◆ **Your assignment**
Please give all of the data again, character for character, and drop the pictures.

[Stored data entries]

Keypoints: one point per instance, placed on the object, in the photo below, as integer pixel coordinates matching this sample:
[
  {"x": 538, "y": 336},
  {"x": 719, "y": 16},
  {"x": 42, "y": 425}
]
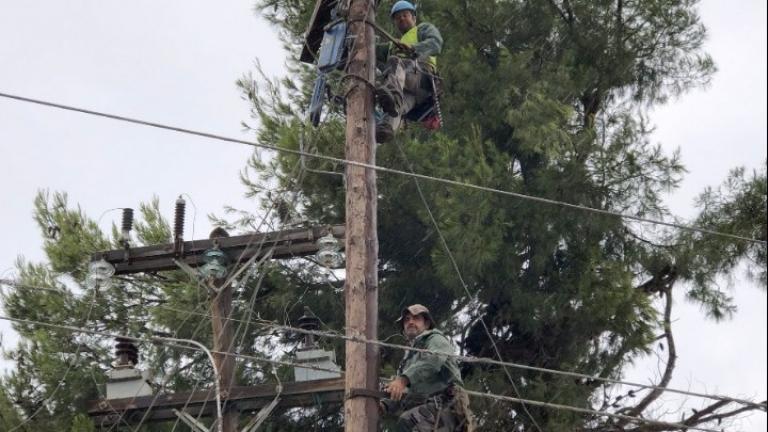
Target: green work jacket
[
  {"x": 429, "y": 374},
  {"x": 425, "y": 39}
]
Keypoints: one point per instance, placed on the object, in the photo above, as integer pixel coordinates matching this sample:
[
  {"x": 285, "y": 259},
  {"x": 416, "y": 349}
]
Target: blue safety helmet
[{"x": 401, "y": 6}]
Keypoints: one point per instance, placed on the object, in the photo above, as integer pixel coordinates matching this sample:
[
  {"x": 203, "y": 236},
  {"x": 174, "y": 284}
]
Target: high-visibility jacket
[
  {"x": 424, "y": 38},
  {"x": 411, "y": 37}
]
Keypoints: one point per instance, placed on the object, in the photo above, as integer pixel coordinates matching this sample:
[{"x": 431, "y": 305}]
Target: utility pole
[
  {"x": 221, "y": 308},
  {"x": 362, "y": 245}
]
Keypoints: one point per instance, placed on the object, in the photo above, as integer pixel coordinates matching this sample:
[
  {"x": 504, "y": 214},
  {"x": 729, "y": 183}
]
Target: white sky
[{"x": 176, "y": 62}]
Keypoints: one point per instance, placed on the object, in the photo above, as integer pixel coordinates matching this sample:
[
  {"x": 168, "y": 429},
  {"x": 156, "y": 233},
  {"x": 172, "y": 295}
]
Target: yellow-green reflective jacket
[{"x": 424, "y": 38}]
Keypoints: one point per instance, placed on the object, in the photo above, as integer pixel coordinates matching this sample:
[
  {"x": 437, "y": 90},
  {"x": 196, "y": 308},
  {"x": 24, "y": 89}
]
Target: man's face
[
  {"x": 404, "y": 20},
  {"x": 414, "y": 325}
]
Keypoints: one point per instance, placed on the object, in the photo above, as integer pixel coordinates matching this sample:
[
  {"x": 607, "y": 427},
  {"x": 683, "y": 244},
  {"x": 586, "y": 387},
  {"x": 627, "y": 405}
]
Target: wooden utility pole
[
  {"x": 221, "y": 309},
  {"x": 362, "y": 245}
]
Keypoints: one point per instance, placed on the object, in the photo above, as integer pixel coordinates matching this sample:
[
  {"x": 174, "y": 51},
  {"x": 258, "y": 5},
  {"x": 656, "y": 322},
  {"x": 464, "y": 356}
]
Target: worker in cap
[
  {"x": 406, "y": 66},
  {"x": 427, "y": 392}
]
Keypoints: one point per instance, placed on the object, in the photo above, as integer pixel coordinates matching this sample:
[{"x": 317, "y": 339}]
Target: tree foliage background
[{"x": 545, "y": 98}]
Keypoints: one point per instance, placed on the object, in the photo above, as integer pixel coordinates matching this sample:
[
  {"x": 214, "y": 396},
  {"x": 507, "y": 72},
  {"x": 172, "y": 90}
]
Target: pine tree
[{"x": 542, "y": 98}]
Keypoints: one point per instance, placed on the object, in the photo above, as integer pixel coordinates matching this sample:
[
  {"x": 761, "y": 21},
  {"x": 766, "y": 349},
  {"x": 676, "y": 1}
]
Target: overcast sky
[{"x": 175, "y": 62}]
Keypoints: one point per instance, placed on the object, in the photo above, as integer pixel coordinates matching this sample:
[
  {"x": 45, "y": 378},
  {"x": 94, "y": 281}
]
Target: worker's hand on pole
[
  {"x": 404, "y": 47},
  {"x": 396, "y": 388}
]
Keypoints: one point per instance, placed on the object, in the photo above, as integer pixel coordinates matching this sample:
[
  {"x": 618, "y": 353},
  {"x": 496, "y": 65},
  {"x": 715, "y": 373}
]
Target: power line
[
  {"x": 387, "y": 170},
  {"x": 587, "y": 411},
  {"x": 464, "y": 359},
  {"x": 175, "y": 343}
]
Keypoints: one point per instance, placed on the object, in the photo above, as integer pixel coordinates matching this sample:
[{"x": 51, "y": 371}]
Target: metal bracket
[
  {"x": 194, "y": 274},
  {"x": 366, "y": 393},
  {"x": 190, "y": 421},
  {"x": 262, "y": 415}
]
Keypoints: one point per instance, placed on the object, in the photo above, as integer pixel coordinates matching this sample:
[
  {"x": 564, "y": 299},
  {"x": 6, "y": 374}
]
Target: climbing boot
[{"x": 389, "y": 101}]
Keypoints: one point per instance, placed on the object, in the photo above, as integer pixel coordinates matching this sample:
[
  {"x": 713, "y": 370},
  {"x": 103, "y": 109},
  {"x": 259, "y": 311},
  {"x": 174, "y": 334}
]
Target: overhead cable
[
  {"x": 388, "y": 170},
  {"x": 175, "y": 343},
  {"x": 462, "y": 358}
]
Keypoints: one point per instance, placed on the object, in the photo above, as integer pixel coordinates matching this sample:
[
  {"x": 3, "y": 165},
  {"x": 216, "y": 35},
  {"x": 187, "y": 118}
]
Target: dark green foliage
[{"x": 542, "y": 98}]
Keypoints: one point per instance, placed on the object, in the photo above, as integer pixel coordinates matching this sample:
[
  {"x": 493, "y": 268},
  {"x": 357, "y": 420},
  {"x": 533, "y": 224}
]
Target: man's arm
[
  {"x": 427, "y": 365},
  {"x": 430, "y": 41}
]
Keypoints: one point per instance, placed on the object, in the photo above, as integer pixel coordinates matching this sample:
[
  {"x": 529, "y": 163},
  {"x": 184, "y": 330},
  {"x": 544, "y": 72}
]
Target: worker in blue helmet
[{"x": 405, "y": 67}]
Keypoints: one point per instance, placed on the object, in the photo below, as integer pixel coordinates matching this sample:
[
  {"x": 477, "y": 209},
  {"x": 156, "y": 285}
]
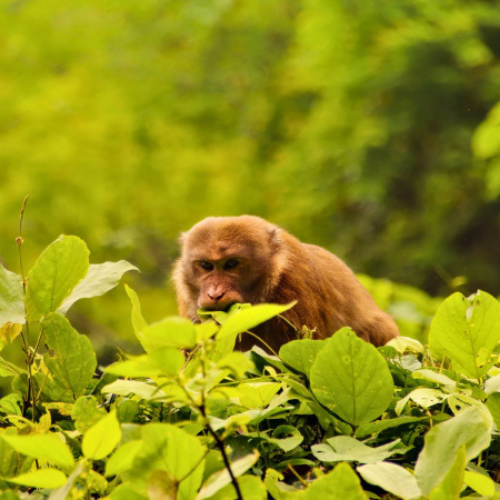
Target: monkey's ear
[
  {"x": 275, "y": 238},
  {"x": 182, "y": 239}
]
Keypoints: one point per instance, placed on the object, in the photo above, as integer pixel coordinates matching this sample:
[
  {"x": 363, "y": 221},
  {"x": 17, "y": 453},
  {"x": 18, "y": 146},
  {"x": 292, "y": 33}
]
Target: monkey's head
[{"x": 225, "y": 260}]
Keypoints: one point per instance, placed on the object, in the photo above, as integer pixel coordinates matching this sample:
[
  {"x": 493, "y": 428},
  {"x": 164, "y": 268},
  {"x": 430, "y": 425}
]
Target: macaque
[{"x": 225, "y": 260}]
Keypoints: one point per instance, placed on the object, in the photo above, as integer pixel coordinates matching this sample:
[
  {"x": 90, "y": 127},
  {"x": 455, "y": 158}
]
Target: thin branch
[{"x": 271, "y": 350}]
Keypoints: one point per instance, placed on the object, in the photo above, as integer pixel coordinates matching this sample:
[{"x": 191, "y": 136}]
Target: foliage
[
  {"x": 334, "y": 418},
  {"x": 349, "y": 123}
]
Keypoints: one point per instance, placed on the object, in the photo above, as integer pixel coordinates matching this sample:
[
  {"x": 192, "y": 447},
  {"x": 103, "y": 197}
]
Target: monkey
[{"x": 246, "y": 259}]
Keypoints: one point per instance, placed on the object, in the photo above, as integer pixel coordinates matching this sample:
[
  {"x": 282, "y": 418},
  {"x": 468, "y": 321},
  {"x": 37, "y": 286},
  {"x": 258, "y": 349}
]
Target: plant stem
[
  {"x": 289, "y": 323},
  {"x": 271, "y": 350},
  {"x": 297, "y": 475}
]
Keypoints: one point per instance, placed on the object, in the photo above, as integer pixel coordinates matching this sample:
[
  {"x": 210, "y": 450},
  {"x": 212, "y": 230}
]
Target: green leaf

◆ **Exercise response**
Keypoints: one point per instance, placed on the object, in the photo below, as integer pixel coordinates matching this sample:
[
  {"x": 538, "y": 336},
  {"x": 719, "y": 16},
  {"x": 42, "y": 425}
]
Target: green work jacket
[
  {"x": 429, "y": 374},
  {"x": 425, "y": 39}
]
Keypoints: one point per instance, placed on the object, in the photo above, as integer pixel coordinates matching this sample:
[
  {"x": 285, "y": 259},
  {"x": 416, "y": 349}
]
Target: blue safety helmet
[{"x": 401, "y": 6}]
Keypoints: one point per instance, placed on the object, in the photo above, as integer pixel coordinates matching this sample:
[
  {"x": 203, "y": 236},
  {"x": 174, "y": 284}
]
Target: high-visibility jacket
[
  {"x": 424, "y": 38},
  {"x": 411, "y": 37}
]
Keypoints: one point per instance, placed on the object, in the photo above, as integer pixel coordinates matching this sample:
[{"x": 431, "y": 305}]
Target: utility pole
[
  {"x": 221, "y": 308},
  {"x": 362, "y": 245}
]
Keypoints: one point per instance, placed on the object, in the photo above, as integer pixel coordinates matching this sample:
[
  {"x": 504, "y": 214},
  {"x": 729, "y": 183}
]
Target: white sky
[{"x": 176, "y": 62}]
Keypoints: one point per instance, placed on the object, in the photo above, as integer pixel coordinates matching this sample:
[
  {"x": 168, "y": 429},
  {"x": 156, "y": 233},
  {"x": 172, "y": 295}
]
Target: yellow-green reflective jacket
[{"x": 424, "y": 38}]
Keypoints: one point per instance, placed on the object, in the photo above, as integer pixel coordinates matching this sample:
[
  {"x": 437, "y": 90},
  {"x": 196, "y": 308},
  {"x": 24, "y": 89}
]
Target: man's face
[
  {"x": 404, "y": 20},
  {"x": 414, "y": 325}
]
Keypoints: one point per instance, placed on the object, in the photo above, as integer pixel coordinates matching this sample:
[
  {"x": 607, "y": 427},
  {"x": 683, "y": 244},
  {"x": 586, "y": 387},
  {"x": 627, "y": 405}
]
Target: wooden utility pole
[
  {"x": 221, "y": 309},
  {"x": 362, "y": 245}
]
Keypoints: one point per instance, placed on the object, in the photo above, as integer pixel coordinates matching this sample:
[
  {"x": 174, "y": 51},
  {"x": 258, "y": 5},
  {"x": 656, "y": 322},
  {"x": 464, "y": 356}
]
Target: worker in cap
[
  {"x": 406, "y": 66},
  {"x": 427, "y": 392}
]
Keypoints: one point per instance, placed on the object, in the photo above, as integer pixel coordinates matching this sample:
[{"x": 317, "y": 339}]
Target: tree foliage background
[{"x": 545, "y": 98}]
Keypoints: one point per instance, placed on the object, in the photo above, as integer pixel coordinates matching this sample:
[
  {"x": 214, "y": 396},
  {"x": 507, "y": 72},
  {"x": 172, "y": 90}
]
Target: pine tree
[{"x": 542, "y": 98}]
Keypoints: one point per instance, placed on the object, in the photo above, as integer pixel coordinates matching this sample:
[
  {"x": 761, "y": 21},
  {"x": 766, "y": 349},
  {"x": 676, "y": 1}
]
Target: overcast sky
[{"x": 175, "y": 62}]
Keypoints: one point per instance, placed on the object, in the photo above, as integer pixel coordinates matching this sample:
[
  {"x": 45, "y": 378},
  {"x": 94, "y": 281}
]
Target: worker's hand on pole
[
  {"x": 404, "y": 47},
  {"x": 396, "y": 388}
]
Keypoints: one point per instance, placed on the object, in the photo above, as integer pixel coordinates matching this sample:
[
  {"x": 618, "y": 353},
  {"x": 496, "y": 65},
  {"x": 715, "y": 373}
]
Target: power line
[
  {"x": 387, "y": 170},
  {"x": 587, "y": 411},
  {"x": 464, "y": 359},
  {"x": 175, "y": 343}
]
Keypoints: one point per instance, placed on the object, in the photo above, as integer pixel coordinates matching this sample:
[{"x": 51, "y": 371}]
Target: metal bracket
[
  {"x": 194, "y": 274},
  {"x": 366, "y": 393},
  {"x": 190, "y": 421},
  {"x": 262, "y": 415}
]
Keypoints: one point per instance, placed on the object, in the photo above, as integer pixel coordinates matching this sample:
[
  {"x": 564, "y": 299},
  {"x": 6, "y": 374}
]
Target: climbing boot
[{"x": 389, "y": 101}]
Keypoints: one point per instance, placed on the object, in the photo above, as integer pixel coordinates matching this sample:
[
  {"x": 713, "y": 370},
  {"x": 103, "y": 109},
  {"x": 259, "y": 311},
  {"x": 174, "y": 334}
]
Target: overhead cable
[
  {"x": 388, "y": 170},
  {"x": 175, "y": 343},
  {"x": 462, "y": 358}
]
Keypoints: one point per instance, placed on the object, in the photo above, as integer pixel coordinates matching this sample:
[
  {"x": 3, "y": 165},
  {"x": 216, "y": 35},
  {"x": 187, "y": 118}
]
Target: dark green foliage
[{"x": 542, "y": 98}]
Keypoints: one point per instance, placed on the object, in the photo above, as integer pixel coordinates matching this sample:
[
  {"x": 493, "y": 268},
  {"x": 357, "y": 420},
  {"x": 533, "y": 224}
]
Target: man's arm
[
  {"x": 427, "y": 365},
  {"x": 430, "y": 41}
]
Keypoints: one point per instance, placed on the object, in the photo above, as integer pixel coordinates matching this sample:
[
  {"x": 529, "y": 163},
  {"x": 184, "y": 330},
  {"x": 544, "y": 72}
]
Target: worker in blue helmet
[{"x": 405, "y": 67}]
Keypoints: one point per instance, placed on the object, in the photo below, as integer pixel coordinates matching this sample:
[
  {"x": 477, "y": 209},
  {"x": 156, "y": 285}
]
Target: monkey's ear
[
  {"x": 275, "y": 238},
  {"x": 182, "y": 239}
]
Keypoints: one point per instance, placed on the object, in the photo above, as integer pixel coordinates matching this sample:
[
  {"x": 363, "y": 221},
  {"x": 17, "y": 453},
  {"x": 18, "y": 146},
  {"x": 292, "y": 33}
]
Target: monkey's head
[{"x": 225, "y": 260}]
Keypoints: one point per instance, placed on the object, in the photo above, as integer pixel coordinates matching this sample:
[
  {"x": 493, "y": 428},
  {"x": 164, "y": 268},
  {"x": 430, "y": 425}
]
Target: macaque
[{"x": 225, "y": 260}]
Keypoints: one point per instance, placed on the object, in the photo above, as integer pixel coordinates matching this sample:
[
  {"x": 90, "y": 127},
  {"x": 455, "y": 158}
]
Target: thin branch
[{"x": 271, "y": 350}]
Keypoints: one point per instance, placed on the object, in the photo above, as integer pixel coordinates matching this sample:
[{"x": 191, "y": 136}]
Target: foliage
[
  {"x": 334, "y": 418},
  {"x": 349, "y": 123}
]
Keypoints: one point per instance, placed on the object, in the photo above, as integer pixel coordinates matching this sample:
[
  {"x": 192, "y": 447},
  {"x": 103, "y": 197}
]
Target: monkey
[{"x": 246, "y": 259}]
Keypoints: one point per instance, placed on the object, in the photo above, as integer pixel coordinates matching this sample:
[
  {"x": 282, "y": 418},
  {"x": 468, "y": 321},
  {"x": 37, "y": 286},
  {"x": 258, "y": 349}
]
Target: plant stem
[
  {"x": 289, "y": 323},
  {"x": 271, "y": 350},
  {"x": 297, "y": 475}
]
Keypoints: one point per instance, placed on the object, in the photo above, as integer pixel coordinates matching this sample:
[
  {"x": 210, "y": 450},
  {"x": 212, "y": 230}
]
Target: green leaf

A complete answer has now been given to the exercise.